WHAT IS EXPECTED —
Reproduce verbatim the stretch of entries below, from the very first line through the line that contains "(1093, 184)".

EXERCISE INPUT —
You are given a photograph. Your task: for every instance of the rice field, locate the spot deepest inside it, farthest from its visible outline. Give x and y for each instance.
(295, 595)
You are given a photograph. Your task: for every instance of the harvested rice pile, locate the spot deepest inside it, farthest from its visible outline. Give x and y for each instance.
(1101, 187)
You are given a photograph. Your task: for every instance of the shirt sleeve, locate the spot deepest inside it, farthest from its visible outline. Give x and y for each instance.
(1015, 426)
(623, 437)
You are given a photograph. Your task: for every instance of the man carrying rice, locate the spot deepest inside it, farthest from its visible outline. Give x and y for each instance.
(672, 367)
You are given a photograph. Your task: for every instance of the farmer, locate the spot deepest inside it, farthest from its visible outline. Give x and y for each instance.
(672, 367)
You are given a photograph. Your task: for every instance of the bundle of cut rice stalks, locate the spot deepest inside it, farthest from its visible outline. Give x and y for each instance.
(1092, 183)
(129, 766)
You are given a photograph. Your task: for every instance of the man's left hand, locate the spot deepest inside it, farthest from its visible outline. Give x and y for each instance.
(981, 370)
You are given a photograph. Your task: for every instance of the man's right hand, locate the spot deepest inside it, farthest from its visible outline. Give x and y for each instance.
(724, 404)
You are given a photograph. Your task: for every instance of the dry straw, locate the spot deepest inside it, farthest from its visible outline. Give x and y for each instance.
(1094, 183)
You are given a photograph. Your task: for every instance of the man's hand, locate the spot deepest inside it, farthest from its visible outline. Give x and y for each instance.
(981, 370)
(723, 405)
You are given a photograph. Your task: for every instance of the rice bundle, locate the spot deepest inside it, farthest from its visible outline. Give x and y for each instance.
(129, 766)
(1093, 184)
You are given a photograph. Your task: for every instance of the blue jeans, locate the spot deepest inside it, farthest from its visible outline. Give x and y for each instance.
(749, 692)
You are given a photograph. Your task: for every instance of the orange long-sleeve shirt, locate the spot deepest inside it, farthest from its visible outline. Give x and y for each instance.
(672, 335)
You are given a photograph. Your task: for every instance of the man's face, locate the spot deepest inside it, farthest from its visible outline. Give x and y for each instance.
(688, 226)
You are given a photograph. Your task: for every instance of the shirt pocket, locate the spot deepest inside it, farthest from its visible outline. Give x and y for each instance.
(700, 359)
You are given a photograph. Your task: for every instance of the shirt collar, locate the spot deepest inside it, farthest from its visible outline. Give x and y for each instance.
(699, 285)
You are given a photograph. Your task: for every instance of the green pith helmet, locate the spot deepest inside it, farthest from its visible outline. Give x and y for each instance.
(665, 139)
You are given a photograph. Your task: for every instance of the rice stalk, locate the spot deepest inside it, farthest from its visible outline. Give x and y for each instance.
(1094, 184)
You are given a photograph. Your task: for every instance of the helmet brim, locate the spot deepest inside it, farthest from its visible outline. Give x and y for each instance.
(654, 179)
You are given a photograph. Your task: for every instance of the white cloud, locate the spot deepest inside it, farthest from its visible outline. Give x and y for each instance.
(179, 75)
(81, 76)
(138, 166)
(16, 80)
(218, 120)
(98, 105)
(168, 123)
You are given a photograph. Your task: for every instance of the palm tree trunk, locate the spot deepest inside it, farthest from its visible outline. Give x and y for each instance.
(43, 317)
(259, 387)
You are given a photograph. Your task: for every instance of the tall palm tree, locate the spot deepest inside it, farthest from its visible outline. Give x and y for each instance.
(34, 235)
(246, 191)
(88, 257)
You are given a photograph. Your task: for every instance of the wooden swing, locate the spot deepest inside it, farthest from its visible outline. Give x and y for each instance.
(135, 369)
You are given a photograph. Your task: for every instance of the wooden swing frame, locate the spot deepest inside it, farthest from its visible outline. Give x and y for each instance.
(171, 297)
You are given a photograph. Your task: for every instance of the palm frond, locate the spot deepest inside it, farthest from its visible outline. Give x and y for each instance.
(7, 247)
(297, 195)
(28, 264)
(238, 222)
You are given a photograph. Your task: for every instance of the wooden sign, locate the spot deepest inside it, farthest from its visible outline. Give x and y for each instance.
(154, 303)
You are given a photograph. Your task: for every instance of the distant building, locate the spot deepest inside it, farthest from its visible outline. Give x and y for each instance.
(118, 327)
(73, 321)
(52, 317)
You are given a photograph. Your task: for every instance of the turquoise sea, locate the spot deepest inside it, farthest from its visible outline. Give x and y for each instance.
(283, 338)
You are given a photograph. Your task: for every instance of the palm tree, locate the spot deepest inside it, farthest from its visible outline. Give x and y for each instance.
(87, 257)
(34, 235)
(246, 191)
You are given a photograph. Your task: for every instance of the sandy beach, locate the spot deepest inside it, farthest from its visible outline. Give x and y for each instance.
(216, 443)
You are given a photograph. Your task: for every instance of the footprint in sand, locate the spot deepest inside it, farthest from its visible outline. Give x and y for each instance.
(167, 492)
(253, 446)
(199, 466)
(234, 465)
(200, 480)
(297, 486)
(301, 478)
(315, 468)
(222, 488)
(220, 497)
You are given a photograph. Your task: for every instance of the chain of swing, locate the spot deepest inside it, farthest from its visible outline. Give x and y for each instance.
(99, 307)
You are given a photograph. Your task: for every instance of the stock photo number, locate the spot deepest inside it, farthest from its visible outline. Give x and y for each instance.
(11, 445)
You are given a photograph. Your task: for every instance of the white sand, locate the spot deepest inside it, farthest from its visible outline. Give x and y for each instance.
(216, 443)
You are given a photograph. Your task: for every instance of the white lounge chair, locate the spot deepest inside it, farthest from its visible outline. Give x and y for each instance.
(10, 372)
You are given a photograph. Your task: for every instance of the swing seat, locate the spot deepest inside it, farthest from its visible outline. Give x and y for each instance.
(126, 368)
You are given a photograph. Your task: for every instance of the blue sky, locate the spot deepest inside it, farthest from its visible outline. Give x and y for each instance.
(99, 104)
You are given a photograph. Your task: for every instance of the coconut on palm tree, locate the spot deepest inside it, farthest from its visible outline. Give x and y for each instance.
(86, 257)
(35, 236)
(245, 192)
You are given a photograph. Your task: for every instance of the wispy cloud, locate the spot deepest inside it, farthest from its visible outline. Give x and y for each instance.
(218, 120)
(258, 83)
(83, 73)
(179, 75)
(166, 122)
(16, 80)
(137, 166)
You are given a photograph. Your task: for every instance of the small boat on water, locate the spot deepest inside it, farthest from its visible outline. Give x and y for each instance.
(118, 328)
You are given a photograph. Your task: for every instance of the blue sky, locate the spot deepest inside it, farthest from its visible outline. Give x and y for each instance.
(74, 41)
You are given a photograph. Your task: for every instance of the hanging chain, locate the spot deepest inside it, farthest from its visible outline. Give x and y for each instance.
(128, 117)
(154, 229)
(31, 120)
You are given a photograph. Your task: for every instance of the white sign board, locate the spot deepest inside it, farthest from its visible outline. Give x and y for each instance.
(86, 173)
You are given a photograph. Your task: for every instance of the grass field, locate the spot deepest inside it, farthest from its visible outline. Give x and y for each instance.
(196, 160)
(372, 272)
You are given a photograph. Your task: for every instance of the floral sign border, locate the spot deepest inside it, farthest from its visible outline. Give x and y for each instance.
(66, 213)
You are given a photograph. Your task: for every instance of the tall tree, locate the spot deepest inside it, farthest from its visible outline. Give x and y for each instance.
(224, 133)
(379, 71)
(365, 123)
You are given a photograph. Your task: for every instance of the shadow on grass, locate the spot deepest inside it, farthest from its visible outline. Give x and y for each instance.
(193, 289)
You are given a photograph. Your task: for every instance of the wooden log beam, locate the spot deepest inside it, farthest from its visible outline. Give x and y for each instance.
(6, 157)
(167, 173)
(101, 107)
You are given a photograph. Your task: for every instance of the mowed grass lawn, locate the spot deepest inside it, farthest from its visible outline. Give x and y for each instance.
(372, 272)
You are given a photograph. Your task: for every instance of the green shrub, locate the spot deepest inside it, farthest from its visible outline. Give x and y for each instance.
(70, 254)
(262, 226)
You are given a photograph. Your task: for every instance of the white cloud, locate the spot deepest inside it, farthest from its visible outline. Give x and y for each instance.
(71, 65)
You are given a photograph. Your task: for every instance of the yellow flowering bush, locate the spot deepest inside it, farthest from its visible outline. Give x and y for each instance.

THE ANSWER —
You are given a photograph. Your task: for every instance of the rice field, locate the spot deepest inside it, farthest from its visible outline. Give x and y for each instance.
(295, 595)
You are given a photograph. Your task: for every instance of the harvested rice pile, locate the spot deepest inside it, farthest from its visible outline. Give x and y for each instance.
(1101, 187)
You are given a photograph. Your task: for every instance of the shirt sleeve, locate the spot deepest inside it, farthest from its visible outline. Give x and y for each instance.
(1015, 426)
(623, 437)
You are given a photograph. Your task: for every instance of the man carrying rice, locate the spot deepest inside it, farthest from its visible outline. Give x and y for each instance.
(672, 367)
You are given a photograph. Your task: for every instance of the farmer, locate the spot deepest inside it, farthest from its visible outline. Give x and y for each instance.
(672, 367)
You are given a photograph. Your task: for every instance of the bundle of cut rice stalks, locate the spot deepest inside it, farthest from its visible outline. Give x and y for each instance.
(1092, 183)
(129, 766)
You are given a photograph. Your task: for every instance of the man's left hand, locate the spot deepest inside it, farthest from its visible outline. Give x and y for each instance.
(981, 370)
You are given a photograph. Your task: for every instance of the man's right hand, locate the spot deepest inside it, farthest from its visible outline. Give x and y for each instance.
(724, 404)
You are given a photograph. Your task: for every instance of the dry straw, locate the spot deepest inside it, farthest from its visible outline. Give x and y for each instance.
(1094, 183)
You are given a photograph. Your task: for every instance of the man's hand, locate the spot deepest inside it, farthest from its visible outline. Give x and y for each instance.
(981, 370)
(723, 405)
You are given a photograph. Your task: for every instance of the rice bundle, locate the spot deepest inside it, farthest from its visible outline. Give x and y for each instance.
(129, 766)
(1093, 184)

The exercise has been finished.